Saved entries:
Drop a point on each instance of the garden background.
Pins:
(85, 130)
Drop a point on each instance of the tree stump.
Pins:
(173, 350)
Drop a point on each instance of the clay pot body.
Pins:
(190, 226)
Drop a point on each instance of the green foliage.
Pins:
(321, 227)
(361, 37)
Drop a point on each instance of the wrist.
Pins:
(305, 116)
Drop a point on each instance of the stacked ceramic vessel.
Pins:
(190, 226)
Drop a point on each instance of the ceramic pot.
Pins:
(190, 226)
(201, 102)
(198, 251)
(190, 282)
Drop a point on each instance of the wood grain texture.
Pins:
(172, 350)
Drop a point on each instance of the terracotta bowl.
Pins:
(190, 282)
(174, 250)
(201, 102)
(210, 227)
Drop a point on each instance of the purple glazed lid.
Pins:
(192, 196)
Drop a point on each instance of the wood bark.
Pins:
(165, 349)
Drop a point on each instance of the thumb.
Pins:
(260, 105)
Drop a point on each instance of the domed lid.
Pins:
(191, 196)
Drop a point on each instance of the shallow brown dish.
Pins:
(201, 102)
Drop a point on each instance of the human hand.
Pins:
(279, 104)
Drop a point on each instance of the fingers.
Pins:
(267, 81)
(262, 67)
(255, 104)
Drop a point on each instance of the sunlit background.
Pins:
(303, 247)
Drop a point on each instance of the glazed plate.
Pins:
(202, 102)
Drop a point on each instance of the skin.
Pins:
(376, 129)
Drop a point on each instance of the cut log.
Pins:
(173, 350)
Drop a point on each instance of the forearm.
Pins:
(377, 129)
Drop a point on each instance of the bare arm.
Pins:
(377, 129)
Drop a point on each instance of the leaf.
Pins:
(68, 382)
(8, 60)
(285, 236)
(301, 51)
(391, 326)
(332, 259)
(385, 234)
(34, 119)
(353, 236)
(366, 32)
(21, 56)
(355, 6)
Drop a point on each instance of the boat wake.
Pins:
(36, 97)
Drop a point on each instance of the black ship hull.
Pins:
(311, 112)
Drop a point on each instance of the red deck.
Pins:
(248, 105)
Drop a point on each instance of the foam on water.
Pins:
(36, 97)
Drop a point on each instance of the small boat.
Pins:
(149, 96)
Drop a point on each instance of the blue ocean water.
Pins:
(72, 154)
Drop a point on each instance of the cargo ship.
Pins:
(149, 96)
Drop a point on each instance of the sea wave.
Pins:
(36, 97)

## AIM OF THE EXERCISE:
Would you write the records out again, word for word?

## ANSWER FOR THIS EXERCISE:
Drop a point on each instance of the garden background.
Pins:
(85, 130)
Drop a point on each instance of the tree stump.
Pins:
(173, 350)
Drop a point on each instance of the clay pot body.
Pins:
(190, 226)
Drop a point on each instance of the green foliage.
Pins:
(321, 227)
(361, 37)
Drop a point on each instance of the wrist.
Pins:
(305, 116)
Drop a point on each instance of the stacked ceramic vessel.
Pins:
(190, 226)
Drop a point on each instance of the ceramic pot.
Pins:
(190, 226)
(201, 102)
(198, 251)
(190, 282)
Drop a point on each instance of the wood grain texture.
Pins:
(172, 350)
Drop a point on each instance of the terracotta bowl.
Pins:
(190, 282)
(174, 250)
(201, 102)
(210, 227)
Drop a point on each instance of the purple glazed lid.
Pins:
(192, 196)
Drop a point on each instance of the wood bark.
Pins:
(165, 349)
Drop a point on each instance of the thumb.
Pins:
(260, 105)
Drop a point on each instance of the domed lid.
Pins:
(191, 196)
Drop a point on each instance of the shallow brown dish.
Pins:
(201, 102)
Drop a point on each instance of the human hand.
Pins:
(279, 104)
Drop a point on each instance of the fingers.
Pins:
(267, 81)
(262, 67)
(255, 104)
Drop a point on each instance of the sunlit background.
Pins:
(303, 247)
Drop a point on each instance of the glazed plate.
Pins:
(202, 102)
Drop a point on each instance of the skin.
Pins:
(376, 129)
Drop a point on each instance of the cut log.
Pins:
(173, 350)
Drop a point on each instance of the forearm.
Pins:
(377, 129)
Drop a point on each instance of the bare arm.
Pins:
(377, 129)
Drop a point on each instance of the leaf.
Pins:
(68, 382)
(8, 60)
(285, 236)
(301, 51)
(391, 326)
(332, 259)
(385, 234)
(34, 119)
(353, 236)
(366, 32)
(21, 56)
(355, 6)
Drop a point on each instance of the boat wake.
Pins:
(36, 97)
Drop a point on each instance of the black ship hull.
Pins:
(311, 112)
Drop a point on each instance of the red deck.
Pins:
(248, 105)
Drop a point on each instance of the foam on water.
Pins:
(36, 97)
Drop a point on each instance of the small boat.
Pins:
(149, 96)
Drop a point on each instance of the blue ocean water.
Pins:
(72, 154)
Drop a point on each instance of the cargo ship.
Pins:
(149, 96)
Drop a point on each instance of the sea wave.
Pins:
(36, 97)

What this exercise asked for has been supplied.